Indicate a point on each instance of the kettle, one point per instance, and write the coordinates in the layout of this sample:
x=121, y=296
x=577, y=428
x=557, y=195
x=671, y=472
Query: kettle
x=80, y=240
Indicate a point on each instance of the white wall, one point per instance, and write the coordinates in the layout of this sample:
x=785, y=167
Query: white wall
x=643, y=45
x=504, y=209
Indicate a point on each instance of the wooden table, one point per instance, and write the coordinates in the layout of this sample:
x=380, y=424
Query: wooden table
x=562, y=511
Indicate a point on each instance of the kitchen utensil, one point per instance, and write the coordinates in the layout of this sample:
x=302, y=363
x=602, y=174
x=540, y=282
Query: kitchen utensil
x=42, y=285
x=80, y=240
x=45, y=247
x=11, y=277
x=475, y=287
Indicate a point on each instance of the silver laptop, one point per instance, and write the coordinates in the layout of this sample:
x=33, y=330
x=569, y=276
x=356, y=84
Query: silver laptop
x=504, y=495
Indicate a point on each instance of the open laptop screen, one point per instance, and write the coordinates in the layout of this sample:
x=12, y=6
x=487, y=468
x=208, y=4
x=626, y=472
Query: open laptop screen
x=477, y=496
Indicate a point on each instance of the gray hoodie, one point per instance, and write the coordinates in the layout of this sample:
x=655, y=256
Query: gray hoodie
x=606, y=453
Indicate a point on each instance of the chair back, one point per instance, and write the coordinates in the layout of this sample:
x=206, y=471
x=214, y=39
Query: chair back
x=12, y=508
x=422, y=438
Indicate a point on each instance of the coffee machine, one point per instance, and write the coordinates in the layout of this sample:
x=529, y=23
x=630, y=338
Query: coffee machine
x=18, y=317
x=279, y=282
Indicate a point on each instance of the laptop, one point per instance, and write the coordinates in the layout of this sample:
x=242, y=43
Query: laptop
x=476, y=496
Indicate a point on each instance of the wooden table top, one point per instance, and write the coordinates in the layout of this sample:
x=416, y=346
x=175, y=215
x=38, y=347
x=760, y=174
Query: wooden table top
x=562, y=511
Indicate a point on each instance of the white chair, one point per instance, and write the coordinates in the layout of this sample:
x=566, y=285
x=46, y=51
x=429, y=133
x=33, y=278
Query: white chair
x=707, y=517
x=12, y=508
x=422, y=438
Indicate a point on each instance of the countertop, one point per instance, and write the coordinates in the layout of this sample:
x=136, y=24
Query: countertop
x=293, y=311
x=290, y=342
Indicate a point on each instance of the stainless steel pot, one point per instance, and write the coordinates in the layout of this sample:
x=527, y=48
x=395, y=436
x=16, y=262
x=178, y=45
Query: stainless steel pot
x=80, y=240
##########
- **WORK TO BE COMPLETED**:
Reproduce all of the data above without changing anything.

- **COMPLETED TASK**:
Indicate a point on each instance of the kettle, one point per instance, and write the coordinates in the layout of this sample:
x=121, y=296
x=577, y=428
x=557, y=195
x=671, y=472
Query: kettle
x=80, y=240
Indicate a point on each instance of the white wall, one point per instance, and write the coordinates in the layout of this sample:
x=785, y=167
Query: white wall
x=643, y=45
x=504, y=209
Indicate a point on each instance of the wooden table, one point per instance, and write the coordinates in the layout of this sample:
x=380, y=424
Query: wooden table
x=562, y=511
Indicate a point on each instance of the kitchen utensil, one point per instance, and write the coordinates in the layout of this sample:
x=302, y=363
x=602, y=174
x=540, y=282
Query: kitchen utensil
x=42, y=285
x=80, y=240
x=45, y=247
x=11, y=277
x=475, y=287
Indicate a point on each instance of the silver laptop, one point per instance, and write the coordinates in the layout of this sample:
x=33, y=330
x=569, y=276
x=356, y=84
Query: silver laptop
x=504, y=495
Indicate a point on each instance of the open laptop screen, one point per instance, and write the coordinates in the layout of this sample:
x=12, y=6
x=487, y=468
x=208, y=4
x=626, y=472
Query: open laptop screen
x=477, y=496
Indicate a point on each instance of the gray hoodie, one point per instance, and write the coordinates in the layout of this sample:
x=655, y=256
Query: gray hoodie
x=606, y=453
Indicate a point on each instance of the chair back, one point per instance, and write the coordinates in the layout of this sample:
x=206, y=471
x=214, y=39
Query: chair back
x=12, y=508
x=422, y=438
Indicate a point on each instance of the coffee machine, one point per instance, and write the coordinates in the layout of this sample:
x=529, y=23
x=630, y=338
Query: coffee machine
x=18, y=317
x=279, y=282
Indicate a point on each instance of the laptop, one point per instance, and write the coordinates in the layout of this sample:
x=242, y=43
Query: laptop
x=476, y=496
Indicate a point on each instance of the wooden table top, one point per instance, and write the coordinates in the layout of this sample:
x=416, y=346
x=175, y=215
x=38, y=347
x=760, y=174
Query: wooden table top
x=562, y=511
Indicate a point on each instance of the white chair, one point per instance, and write the coordinates in the layout of this sample:
x=566, y=285
x=46, y=51
x=429, y=133
x=33, y=278
Query: white chair
x=707, y=517
x=12, y=508
x=422, y=438
Indicate a point on each instance of the countertop, one point per instance, and write the coordinates in the layout of this sample:
x=136, y=24
Query: countertop
x=293, y=311
x=290, y=342
Indicate a point on each instance of the stainless steel pot, one point per instance, and write the coordinates in the layout of this sample:
x=527, y=48
x=395, y=436
x=16, y=262
x=178, y=45
Query: stainless steel pot
x=80, y=240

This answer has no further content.